------ Excerpted data ------
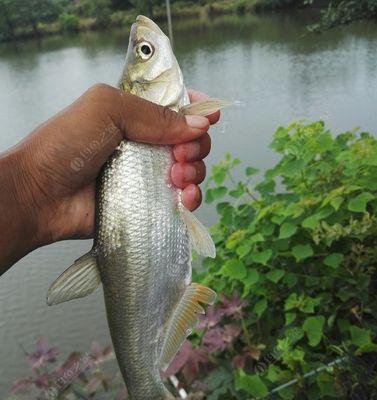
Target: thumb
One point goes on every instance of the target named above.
(143, 121)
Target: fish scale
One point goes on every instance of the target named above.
(139, 202)
(144, 235)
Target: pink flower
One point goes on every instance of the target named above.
(44, 353)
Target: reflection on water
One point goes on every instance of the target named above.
(269, 64)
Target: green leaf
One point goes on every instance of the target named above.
(359, 336)
(234, 269)
(336, 202)
(302, 251)
(219, 192)
(252, 277)
(260, 307)
(359, 203)
(310, 222)
(243, 250)
(333, 260)
(252, 384)
(287, 229)
(289, 317)
(275, 275)
(262, 257)
(251, 171)
(313, 327)
(257, 238)
(219, 175)
(367, 348)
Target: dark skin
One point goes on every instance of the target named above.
(45, 197)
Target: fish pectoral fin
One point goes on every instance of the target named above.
(200, 239)
(77, 281)
(205, 107)
(185, 320)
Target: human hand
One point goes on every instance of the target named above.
(48, 179)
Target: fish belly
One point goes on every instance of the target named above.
(144, 257)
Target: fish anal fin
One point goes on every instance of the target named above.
(184, 320)
(205, 107)
(77, 281)
(200, 239)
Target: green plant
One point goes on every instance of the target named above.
(296, 316)
(300, 251)
(68, 22)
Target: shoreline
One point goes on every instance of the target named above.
(125, 18)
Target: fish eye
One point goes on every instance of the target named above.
(145, 50)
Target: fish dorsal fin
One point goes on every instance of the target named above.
(79, 280)
(200, 239)
(184, 320)
(205, 107)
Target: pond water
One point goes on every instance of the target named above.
(268, 63)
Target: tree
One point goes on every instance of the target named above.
(8, 19)
(33, 12)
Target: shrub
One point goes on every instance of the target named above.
(295, 270)
(297, 256)
(68, 22)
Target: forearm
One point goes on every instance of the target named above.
(18, 234)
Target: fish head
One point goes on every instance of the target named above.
(151, 69)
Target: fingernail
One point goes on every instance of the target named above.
(189, 173)
(196, 121)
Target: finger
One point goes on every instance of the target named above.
(191, 197)
(144, 121)
(183, 175)
(194, 96)
(193, 151)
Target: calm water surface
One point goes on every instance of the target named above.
(267, 63)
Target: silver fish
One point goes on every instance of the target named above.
(144, 235)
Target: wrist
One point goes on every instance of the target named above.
(21, 232)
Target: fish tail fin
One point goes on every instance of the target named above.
(184, 319)
(205, 107)
(77, 281)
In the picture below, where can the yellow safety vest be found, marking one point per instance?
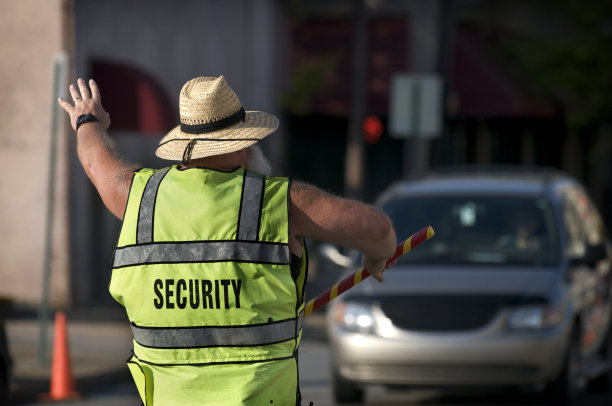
(203, 269)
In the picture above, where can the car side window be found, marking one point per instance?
(576, 238)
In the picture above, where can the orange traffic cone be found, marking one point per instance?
(62, 383)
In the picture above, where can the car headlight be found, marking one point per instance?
(354, 317)
(534, 317)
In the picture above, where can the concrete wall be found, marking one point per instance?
(31, 35)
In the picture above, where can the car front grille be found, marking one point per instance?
(447, 313)
(442, 374)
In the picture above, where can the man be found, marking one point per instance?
(211, 262)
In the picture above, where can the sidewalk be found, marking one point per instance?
(98, 346)
(100, 342)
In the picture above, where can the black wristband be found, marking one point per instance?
(86, 118)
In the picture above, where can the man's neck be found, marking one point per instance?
(225, 162)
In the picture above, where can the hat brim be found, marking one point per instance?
(256, 126)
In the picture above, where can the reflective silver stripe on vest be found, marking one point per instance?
(201, 251)
(190, 337)
(250, 207)
(147, 204)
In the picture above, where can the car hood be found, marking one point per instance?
(430, 280)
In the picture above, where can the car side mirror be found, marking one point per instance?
(592, 255)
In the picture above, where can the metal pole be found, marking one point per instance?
(353, 178)
(43, 313)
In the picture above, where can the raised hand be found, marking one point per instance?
(85, 102)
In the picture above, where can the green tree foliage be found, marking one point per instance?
(572, 62)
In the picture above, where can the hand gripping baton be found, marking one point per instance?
(330, 294)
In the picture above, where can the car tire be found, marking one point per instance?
(564, 389)
(346, 391)
(604, 381)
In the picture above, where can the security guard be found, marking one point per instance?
(211, 263)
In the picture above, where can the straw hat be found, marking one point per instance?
(213, 122)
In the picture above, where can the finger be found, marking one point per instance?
(74, 93)
(83, 88)
(95, 92)
(65, 105)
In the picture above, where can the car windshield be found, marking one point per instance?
(478, 229)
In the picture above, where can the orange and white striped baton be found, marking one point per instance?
(356, 277)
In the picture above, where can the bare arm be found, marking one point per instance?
(109, 174)
(324, 217)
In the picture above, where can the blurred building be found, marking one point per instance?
(296, 59)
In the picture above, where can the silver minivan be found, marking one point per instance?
(515, 289)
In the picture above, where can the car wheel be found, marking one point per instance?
(604, 381)
(346, 391)
(564, 389)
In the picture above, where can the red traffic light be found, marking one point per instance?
(372, 129)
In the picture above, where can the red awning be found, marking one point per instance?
(135, 101)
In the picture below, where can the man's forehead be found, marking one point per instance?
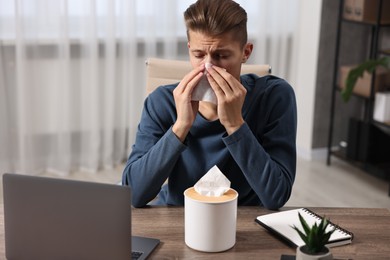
------
Problem to solve: Repeat every line above exactly, but omit all images.

Result for this exercise:
Target: thumb
One point goes on every instance of the target named above.
(143, 121)
Target: fish scale
One point goes on every instance of the target named above.
(139, 202)
(144, 235)
Target: pink flower
One point goes on every instance of the target named above.
(44, 353)
Target: reflection on water
One point goes on every instance of the target named above.
(269, 64)
Target: green leaf
One point goes on every instance of the target named above.
(359, 336)
(234, 269)
(336, 202)
(302, 251)
(219, 192)
(252, 277)
(260, 307)
(359, 203)
(310, 222)
(243, 250)
(333, 260)
(252, 384)
(287, 229)
(289, 317)
(275, 275)
(262, 257)
(251, 171)
(313, 327)
(257, 238)
(219, 175)
(367, 348)
Target: dark skin
One point goes on every instance of the target named above.
(45, 197)
Target: fish pectoral fin
One point goes on every instance of the target named above.
(200, 239)
(77, 281)
(205, 107)
(185, 320)
Target: human hand
One point goes on every instance of the target named above.
(48, 179)
Target: fish belly
One point goes on every instance of the target named above.
(144, 257)
Target: fish anal fin
One point goes on every instance of the target named above.
(184, 320)
(205, 107)
(77, 281)
(200, 239)
Target: green plant
One point goes on every instance of the target named above.
(296, 316)
(300, 251)
(68, 22)
Target: shoreline
One point goes on every instance of the target named above.
(125, 18)
Target: fish eye
One point goes on every instance of the target named above.
(145, 50)
Target: fish dorsal fin
One point goes on every instance of the target named above.
(79, 280)
(200, 239)
(184, 320)
(205, 107)
Target: pond water
One point goes on every instance of the target named above.
(268, 63)
Target: tree
One point goes on every instance of the target named above.
(8, 19)
(33, 12)
Target: shrub
One point goes on every instance of the target named above.
(295, 270)
(297, 256)
(68, 22)
Target: forearm
One point goes on every instance of the target named above.
(18, 234)
Target: fish head
One point goes on every instance of the target named above.
(151, 69)
Target: fingernail
One point goes on every instance of the target named above.
(189, 173)
(196, 121)
Target: finger
One point goes on every instance of the target named above.
(191, 197)
(144, 121)
(183, 175)
(194, 96)
(193, 151)
Target: calm water surface
One point goes on every instance of the target named above.
(267, 63)
Target: silver fish
One point goes on every instance of the target named above.
(144, 235)
Target: wrist
One point goes on every instance of the target named above.
(21, 232)
Target: fish tail fin
One point goes on every instance of the target named above.
(184, 319)
(205, 107)
(77, 281)
In the picture below, where can the yellow safety vest be found, marking one point per instance?
(203, 269)
In the picture above, where can the car side window be found, marking one point per instance?
(576, 238)
In the picture above, where can the orange traffic cone be found, marking one point per instance?
(62, 383)
In the picture above, where can the car headlight be found, marking one point per instance?
(354, 317)
(534, 317)
In the picture above, where can the concrete wall be found, marking one point per instance?
(31, 35)
In the picture above, where can the car front grille be found, marking one point per instance?
(447, 313)
(442, 374)
In the picture above, where can the man be found, marking one point per instance?
(211, 262)
In the picture above, where can the sidewalk be found, marking one point per instance?
(98, 346)
(100, 342)
In the picture above, where can the black wristband be found, marking one point per instance?
(86, 118)
In the picture above, where can the man's neck be found, marking one point per instance?
(225, 162)
In the picture above, where can the hat brim be found, marking one point per instance?
(256, 126)
In the picture above, where can the reflective silver stripe on vest be found, marking one point per instance?
(201, 251)
(190, 337)
(250, 207)
(147, 204)
In the picture above, where can the car hood be found, marking one point per instance?
(430, 280)
In the picture above, where can the car side mirror be found, marking one point per instance?
(592, 255)
In the picture above, where can the metal pole be found, marking one point per instance?
(353, 178)
(43, 313)
In the picture above, where can the raised hand be found, marking one point per instance?
(85, 102)
In the picture above, where can the green tree foliage be found, marking one point per instance?
(572, 62)
In the picture above, where can the hand gripping baton be found, marking one point per instance?
(330, 294)
In the picture above, where can the car tire be found, marking one point per instance?
(564, 389)
(346, 391)
(604, 381)
In the picture above, where can the security guard be found, marking one point per instance?
(211, 263)
In the picture above, where can the straw hat be found, marking one point per instance?
(213, 122)
In the picture above, where can the finger be found, marking one point per instance?
(74, 93)
(83, 88)
(95, 92)
(65, 105)
In the picture above, where can the car windshield be found, marking one point per instance?
(478, 229)
In the picture above, where can the orange and white striped baton be found, marking one point per instance?
(356, 277)
In the picture above, where can the bare arm be found, marking one point per instance?
(109, 174)
(324, 217)
In the picture above, where can the blurred building be found, marking one point per instance?
(296, 59)
In the picture above, where can the silver minivan be found, marking one point per instance?
(515, 289)
In the picture above, where can the car wheel be found, marking one point per instance?
(604, 381)
(346, 391)
(564, 389)
In the picture above, where can the red traffic light be found, marking one point per instance?
(372, 129)
In the picture above, where can the red awning be found, marking one point per instance?
(135, 101)
In the picture below, where can the man's forehead be found, marking one point per instance?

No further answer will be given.